*About this exercise*:
Transcribe, word for word and without additions, each line below from the one containing "In each polygon" through the one containing "List the outlines", both ends included.

*Records supplied*:

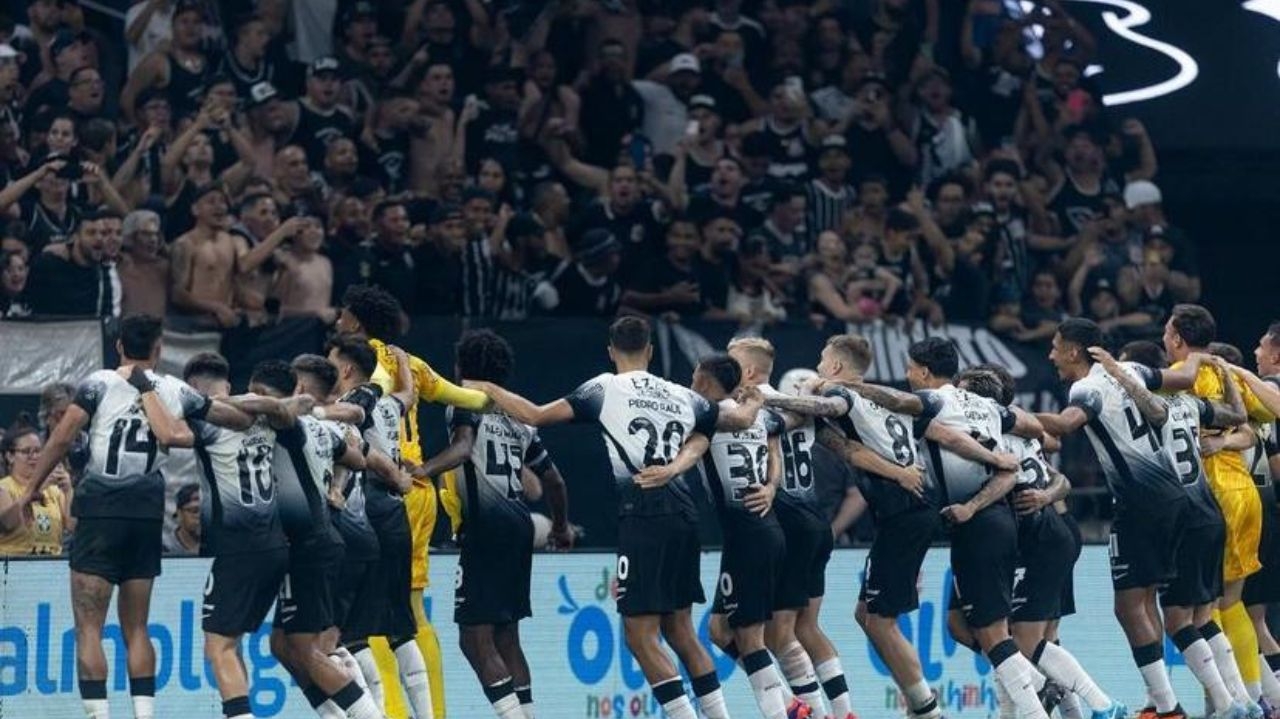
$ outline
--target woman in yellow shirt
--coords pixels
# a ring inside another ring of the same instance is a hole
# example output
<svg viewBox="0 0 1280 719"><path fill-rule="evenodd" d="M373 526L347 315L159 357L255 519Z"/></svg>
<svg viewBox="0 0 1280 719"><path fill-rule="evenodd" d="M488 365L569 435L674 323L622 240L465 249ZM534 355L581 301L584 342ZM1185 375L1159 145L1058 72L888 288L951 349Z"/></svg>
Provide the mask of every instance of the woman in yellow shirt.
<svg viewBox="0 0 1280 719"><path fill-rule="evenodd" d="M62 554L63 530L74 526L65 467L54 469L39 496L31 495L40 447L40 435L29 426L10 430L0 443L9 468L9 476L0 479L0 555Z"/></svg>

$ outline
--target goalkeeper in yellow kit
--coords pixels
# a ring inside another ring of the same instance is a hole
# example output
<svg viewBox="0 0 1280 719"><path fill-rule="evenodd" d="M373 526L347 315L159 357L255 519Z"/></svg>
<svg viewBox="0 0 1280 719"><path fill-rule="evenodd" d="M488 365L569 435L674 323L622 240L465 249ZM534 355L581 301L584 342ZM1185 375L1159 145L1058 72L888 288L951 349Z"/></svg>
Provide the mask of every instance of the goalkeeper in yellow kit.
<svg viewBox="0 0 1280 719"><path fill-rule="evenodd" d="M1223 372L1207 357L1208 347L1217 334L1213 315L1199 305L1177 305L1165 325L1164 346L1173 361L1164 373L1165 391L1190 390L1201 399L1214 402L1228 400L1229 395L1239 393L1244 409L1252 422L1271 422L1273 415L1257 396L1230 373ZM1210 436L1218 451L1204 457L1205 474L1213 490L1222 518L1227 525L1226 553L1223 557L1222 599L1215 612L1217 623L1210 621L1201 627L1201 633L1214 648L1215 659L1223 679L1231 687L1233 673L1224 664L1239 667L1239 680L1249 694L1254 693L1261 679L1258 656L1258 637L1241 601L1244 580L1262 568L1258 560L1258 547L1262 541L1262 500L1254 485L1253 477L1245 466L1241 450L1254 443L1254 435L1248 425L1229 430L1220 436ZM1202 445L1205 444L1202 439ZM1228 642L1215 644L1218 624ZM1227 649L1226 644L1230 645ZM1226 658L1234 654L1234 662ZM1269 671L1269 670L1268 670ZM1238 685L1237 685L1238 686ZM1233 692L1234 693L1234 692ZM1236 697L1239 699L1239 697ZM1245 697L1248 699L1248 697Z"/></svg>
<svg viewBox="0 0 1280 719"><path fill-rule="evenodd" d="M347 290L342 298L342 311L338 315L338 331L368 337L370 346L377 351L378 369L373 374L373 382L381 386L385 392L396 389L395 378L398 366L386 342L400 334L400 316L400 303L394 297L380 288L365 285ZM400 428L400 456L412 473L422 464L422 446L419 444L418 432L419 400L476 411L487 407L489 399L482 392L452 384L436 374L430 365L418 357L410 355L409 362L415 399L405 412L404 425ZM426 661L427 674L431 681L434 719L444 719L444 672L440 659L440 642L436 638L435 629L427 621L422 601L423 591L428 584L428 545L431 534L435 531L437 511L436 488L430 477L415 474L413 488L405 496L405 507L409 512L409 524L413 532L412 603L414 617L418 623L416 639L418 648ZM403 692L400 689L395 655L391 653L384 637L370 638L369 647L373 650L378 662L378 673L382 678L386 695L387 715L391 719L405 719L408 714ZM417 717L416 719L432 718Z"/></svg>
--
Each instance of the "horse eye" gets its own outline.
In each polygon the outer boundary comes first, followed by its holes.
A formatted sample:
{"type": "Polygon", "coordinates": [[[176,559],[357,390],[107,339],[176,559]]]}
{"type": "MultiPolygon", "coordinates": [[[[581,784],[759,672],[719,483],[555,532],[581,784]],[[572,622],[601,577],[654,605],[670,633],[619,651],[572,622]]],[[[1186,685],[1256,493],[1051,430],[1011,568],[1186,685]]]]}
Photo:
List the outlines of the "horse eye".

*Response to the exercise*:
In each polygon the outer boundary comes first, followed by its holes.
A formatted sample:
{"type": "Polygon", "coordinates": [[[176,559],[357,390],[107,339],[176,559]]]}
{"type": "MultiPolygon", "coordinates": [[[[581,784],[759,672],[719,483],[555,532],[581,784]],[[572,622],[601,577],[654,605],[670,633],[619,651],[572,622]]],[[[1186,685],[1256,493],[1051,430],[1011,568],[1186,685]]]]}
Photo:
List the outlines of the "horse eye".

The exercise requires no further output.